··· EXCERPTED PASSAGE

Any discussion that maybe Coppi’s first Giro victory was a fluke can be dismissed out of hand. It’s done like this: The bulk of Coppi’s wins came following the war. In other words, he got better as he aged.
Coppi notched four of his five Giro victories in the years 1947 to 1953. He scored his ’53 victory at the age of 33, giving him a 14-year span between his first and last grand tour victories. Consider that all of Merckx’ grand tour victories were sandwiched in a seven-year span, Hinault’s in eight years. Only Gino Bartali commands a similar breadth of accomplishment, with 14 years spanning his first Giro victory to his final Tour victory. Even if we factor out the five years of the war from their careers, it’s worth noting that Coppi and Bartali were both grand tour winners over a nine-year span.
Hold Your Breath
Let’s take a moment to consider what an impact that five-year span of time was.
Coppi was 21 years old when the 1941 season opened. The winner of the previous year’s Giro d’Italia with the confidence of a dominant new champion. He won the Giro di Toscana, then the Giro dell’Emilia then traveled north to take the Giro del Veneto, followed by the Tre Valli Varesine. But in 1941 there was no Giro d’Italia, no Tour de France.

······
··· DATA SECTION

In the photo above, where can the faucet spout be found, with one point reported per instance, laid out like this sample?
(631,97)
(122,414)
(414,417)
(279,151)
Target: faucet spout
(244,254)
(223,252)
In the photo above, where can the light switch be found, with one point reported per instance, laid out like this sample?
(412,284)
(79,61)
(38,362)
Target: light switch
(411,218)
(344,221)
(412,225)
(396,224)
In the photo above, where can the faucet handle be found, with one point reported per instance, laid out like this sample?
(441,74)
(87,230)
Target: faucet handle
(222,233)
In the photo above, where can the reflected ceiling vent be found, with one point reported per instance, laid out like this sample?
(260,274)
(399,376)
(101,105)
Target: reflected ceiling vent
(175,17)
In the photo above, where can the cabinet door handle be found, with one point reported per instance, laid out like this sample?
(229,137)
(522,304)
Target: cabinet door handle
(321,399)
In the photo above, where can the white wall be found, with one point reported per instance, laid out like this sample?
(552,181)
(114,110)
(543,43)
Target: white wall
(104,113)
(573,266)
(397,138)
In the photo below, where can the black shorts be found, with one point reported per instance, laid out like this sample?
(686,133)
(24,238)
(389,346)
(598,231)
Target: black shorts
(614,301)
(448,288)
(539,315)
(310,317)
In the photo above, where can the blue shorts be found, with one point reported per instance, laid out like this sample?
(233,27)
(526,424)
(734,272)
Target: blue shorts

······

**TO BE DONE:**
#1 Edit everything in the Coppi passage from "Any discussion that" down to "as he aged.", putting "lucky accident" in place of "fluke".
#2 According to the Coppi passage, how old was Coppi when he scored his 1953 Giro victory?

**RESULTS:**
#1
Any discussion that maybe Coppi’s first Giro victory was a lucky accident can be dismissed out of hand. It’s done like this: The bulk of Coppi’s wins came following the war. In other words, he got better as he aged.

#2 He was 33.